══ Источник ══

Чтобы еще более убедиться в пользе влияния немецких мыслителей, взглянем на многочисленную толпу тех из наших писателей, которые, не отличаясь личным дарованием, тем яснее показывают достоинство приобретенного ими чужого. Здесь господствуют два рода литераторов: одни следуют направлению французскому, другие немецкому. Что встречаем мы в сочинениях первых? Мыслей мы не встречаем у них, ибо мысли собственно французские уже стары, следуют не мысли, а общие места: сами французы заимствуют их у немцев и англичан[49]. Но мы находим у них игру слов редко, весьма редко, и то случайно соединенную с остроумием, и шутки, почти всегда лишенные вкуса, часто лишенные всякого смысла. И может ли быть иначе? Остроумие и вкус воспитываются только в кругу лучшего общества, a многие ли из наших писателей имеют счастие принадлежать к нему?
Напротив того, в произведениях писателей, которые напитаны чтением немецких умствователей, почти всегда найдем мы что-нибудь достойное уважения, хотя тень мысли, хотя стремление к этой тени.
Но я говорю о писателях без дарований: талант равно блестит везде; он, как красота, дает прелесть всем движениям; как чувство, дает душу всем словам; как ум, дает уместностью цену всем мыслям. Князь Вяземский может быть тому прекрасным доказательством. Следуя преимущественно направлению французскому, он умеет острые стрелы насмешки закалять в оригинальных мыслях и согревать чувством всегда умную, всегда счастливую, блестящую игру ума. Но и князь Вяземский, несмотря на все свои дарования, несмотря на то, что мы можем назвать его остроумнейшим из наших писателей, еще выше там, где, как в «Унынии», голос сердца слышнее ума.
Многие утверждают, что французское направление господствует также и в произведениях Баратынского[50], но, по нашему мнению, он столько же принадлежит к школе французской, сколько Ламартин[51], сколько сочинитель Сен-Марса[52], сочинитель Заговора Малета[53], сколько наш Пушкин и все те писатели, которые, начав свое развитие мнениями французскими, довершили его направлением европейским, сохранив французского одну доконченность внешней отделки.
Поэзия собственно французская, как утреннее солнце, золотит одни вершины. Только те минуты жизни, которые выдаются из жизни вседневной, которые и толпа разделяет с поэтом, имеют право входить в заколдованный круг их мечтаний, и, может быть, один Шенье делает исключение, если можно направление Шенье назвать французским. Но муза Баратынского, обняв всю жизнь поэтическим взором, льет равный свет вдохновения на все ее минуты и самое обыкновенное возводит в поэзию посредством осветительного прикосновения с целою жизнью, с господствующею мечтою. Оттого, чтобы дослышать все оттенки лиры Баратынского, надобно иметь и тоньше слух, и больше внимания, нежели для других поэтов. Чем более читаем его, тем более открываем в нем нового, не замеченного с первого взгляда, – верный признак поэзии, сомкнутой в собственном бытии, но доступной не для всякого. Даже в художественном отношении многие ли способны оценить вполне достоинство его стихов, эту точность в выражениях и оборотах, эту мерность изящную, эту благородную щеголеватость? Но если бы идеал лучшего общества явился вдруг в какой-нибудь неизвестной нам столице, то в его избранном кругу не знали бы другого языка.

═══
══ Предоставленные данные ══

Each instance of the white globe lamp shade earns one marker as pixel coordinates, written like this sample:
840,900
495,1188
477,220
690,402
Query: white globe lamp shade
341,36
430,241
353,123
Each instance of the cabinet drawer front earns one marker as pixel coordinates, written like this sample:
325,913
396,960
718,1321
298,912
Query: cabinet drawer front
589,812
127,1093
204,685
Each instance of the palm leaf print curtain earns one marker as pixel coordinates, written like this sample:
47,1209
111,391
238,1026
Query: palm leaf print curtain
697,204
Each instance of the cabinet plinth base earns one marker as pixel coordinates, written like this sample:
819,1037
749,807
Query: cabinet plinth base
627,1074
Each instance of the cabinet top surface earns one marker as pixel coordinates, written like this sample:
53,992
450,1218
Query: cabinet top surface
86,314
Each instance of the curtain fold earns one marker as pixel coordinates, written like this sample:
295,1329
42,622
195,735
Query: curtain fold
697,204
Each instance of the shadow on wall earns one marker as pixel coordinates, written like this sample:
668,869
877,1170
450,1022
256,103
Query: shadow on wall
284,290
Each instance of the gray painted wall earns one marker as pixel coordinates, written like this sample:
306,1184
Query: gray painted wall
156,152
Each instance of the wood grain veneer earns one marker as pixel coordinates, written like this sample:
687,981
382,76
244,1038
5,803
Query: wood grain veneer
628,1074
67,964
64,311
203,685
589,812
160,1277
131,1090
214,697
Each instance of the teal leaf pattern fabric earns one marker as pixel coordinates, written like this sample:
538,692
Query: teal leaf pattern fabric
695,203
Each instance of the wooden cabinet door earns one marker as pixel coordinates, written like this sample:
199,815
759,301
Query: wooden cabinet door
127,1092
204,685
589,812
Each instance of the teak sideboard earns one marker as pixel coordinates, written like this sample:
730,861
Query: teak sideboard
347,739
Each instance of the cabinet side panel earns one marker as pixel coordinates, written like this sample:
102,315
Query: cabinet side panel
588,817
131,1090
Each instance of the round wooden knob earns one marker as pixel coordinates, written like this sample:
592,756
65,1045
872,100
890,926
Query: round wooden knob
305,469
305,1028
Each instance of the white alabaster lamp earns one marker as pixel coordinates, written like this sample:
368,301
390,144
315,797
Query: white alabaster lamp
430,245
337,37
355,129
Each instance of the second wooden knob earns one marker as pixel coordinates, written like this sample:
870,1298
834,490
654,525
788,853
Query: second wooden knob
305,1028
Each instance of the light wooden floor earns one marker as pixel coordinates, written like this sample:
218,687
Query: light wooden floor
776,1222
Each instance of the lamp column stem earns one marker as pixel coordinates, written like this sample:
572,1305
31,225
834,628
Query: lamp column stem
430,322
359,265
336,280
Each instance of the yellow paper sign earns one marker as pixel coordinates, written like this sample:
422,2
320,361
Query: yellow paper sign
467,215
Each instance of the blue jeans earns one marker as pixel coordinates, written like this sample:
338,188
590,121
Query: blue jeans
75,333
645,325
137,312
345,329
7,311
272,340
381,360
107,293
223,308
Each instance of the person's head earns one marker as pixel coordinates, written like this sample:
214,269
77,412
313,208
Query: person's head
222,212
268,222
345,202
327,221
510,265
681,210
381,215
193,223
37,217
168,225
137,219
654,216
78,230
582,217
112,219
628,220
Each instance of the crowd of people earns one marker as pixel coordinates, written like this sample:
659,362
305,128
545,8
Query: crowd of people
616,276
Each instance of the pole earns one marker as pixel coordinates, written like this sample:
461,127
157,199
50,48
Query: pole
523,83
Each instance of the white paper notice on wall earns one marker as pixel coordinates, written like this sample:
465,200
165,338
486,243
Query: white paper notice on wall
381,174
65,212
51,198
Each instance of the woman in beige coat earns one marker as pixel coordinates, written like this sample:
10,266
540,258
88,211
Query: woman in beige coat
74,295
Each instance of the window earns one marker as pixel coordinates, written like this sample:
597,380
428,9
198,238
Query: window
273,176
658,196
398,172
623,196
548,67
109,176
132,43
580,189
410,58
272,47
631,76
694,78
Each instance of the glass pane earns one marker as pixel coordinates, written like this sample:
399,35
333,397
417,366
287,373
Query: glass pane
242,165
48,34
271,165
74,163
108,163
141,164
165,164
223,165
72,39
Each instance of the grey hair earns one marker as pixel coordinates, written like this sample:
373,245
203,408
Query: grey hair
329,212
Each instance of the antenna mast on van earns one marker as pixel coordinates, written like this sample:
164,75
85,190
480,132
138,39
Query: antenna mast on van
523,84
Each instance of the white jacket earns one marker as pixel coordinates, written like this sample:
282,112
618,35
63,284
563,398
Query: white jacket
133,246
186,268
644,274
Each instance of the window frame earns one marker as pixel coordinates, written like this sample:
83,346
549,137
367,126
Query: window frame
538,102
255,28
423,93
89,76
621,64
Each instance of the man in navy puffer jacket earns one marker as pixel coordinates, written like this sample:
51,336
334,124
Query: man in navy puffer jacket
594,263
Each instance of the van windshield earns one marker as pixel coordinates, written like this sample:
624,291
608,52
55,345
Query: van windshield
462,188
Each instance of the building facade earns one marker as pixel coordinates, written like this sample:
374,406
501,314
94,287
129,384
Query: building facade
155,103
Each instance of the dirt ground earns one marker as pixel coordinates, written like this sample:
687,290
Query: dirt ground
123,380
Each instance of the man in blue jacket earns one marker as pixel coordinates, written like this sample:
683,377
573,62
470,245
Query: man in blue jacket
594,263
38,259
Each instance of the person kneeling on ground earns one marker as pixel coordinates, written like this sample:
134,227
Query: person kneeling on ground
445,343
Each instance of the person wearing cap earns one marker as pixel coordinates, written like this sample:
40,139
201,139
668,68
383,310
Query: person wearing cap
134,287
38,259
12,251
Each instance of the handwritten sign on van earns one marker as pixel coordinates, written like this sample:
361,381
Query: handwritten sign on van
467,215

═══

Задание A: Повторите, пожалуйста, из отрывка о русских писателях всё от слов «Чтобы еще более» и до слов «принадлежать к нему?».
Задание B: Допишите следующую часть отрывка о русских писателях, начав сразу после его последнего предложения.

Результат A:
Чтобы еще более убедиться в пользе влияния немецких мыслителей, взглянем на многочисленную толпу тех из наших писателей, которые, не отличаясь личным дарованием, тем яснее показывают достоинство приобретенного ими чужого. Здесь господствуют два рода литераторов: одни следуют направлению французскому, другие немецкому. Что встречаем мы в сочинениях первых? Мыслей мы не встречаем у них, ибо мысли собственно французские уже стары, следуют не мысли, а общие места: сами французы заимствуют их у немцев и англичан[49]. Но мы находим у них игру слов редко, весьма редко, и то случайно соединенную с остроумием, и шутки, почти всегда лишенные вкуса, часто лишенные всякого смысла. И может ли быть иначе? Остроумие и вкус воспитываются только в кругу лучшего общества, a многие ли из наших писателей имеют счастие принадлежать к нему?

Результат B:
Между тем красота жизни поэтической, с лица которой муза Баратынского сняла покрывало до половины, доказывает нам, что поэт еще не весь выразился в стихах своих; что мы должны ожидать еще несравненно более того, что он совершил; что ему еще предназначено столько превзойти наши ожидания, сколько разоблачение красоты может удивить воображение.
Но в его «Бальном вечере»[54], напечатанном в прошедшем году, есть недостаток, которого нет в его «Эдде», ни в «Переселении душ», в этом милом, остроумно-мечтательном капризе поэтического воображения, в «Бальном вечере» Баратынского, нет средоточия для чувства и (если можно о поэзии говорить языком механики) в нем нет одной составной силы, в которой бы соединились и уравновесились все душевные движения. Несмотря на то, однако же, эта поэма превосходит все прежние сочинения Баратынского изящностью частей, наружною связью целого и совершенством отделки. В самом деле, кто, прочтя ее, не скажет, что поэт сделал успехи; что самые недостатки его доказывают, что он требовал от себя больше, чем прежде; что смещение тени и света здесь не сумерки, а рассвет, заря новой эпохи для его таланта; одним словом, что на его «Бальном вечере», как и на других бальных вечерах непоэтических, сквозь тонкий, прозрачный занавес виден утренний свет наступающего дня?
Барон Дельвиг издал собрание своих стихотворений[55]. Так же, как Баратынский, он не принадлежит ни к одной из новейших школ, и даже подражания его древним носят печать оригинальности.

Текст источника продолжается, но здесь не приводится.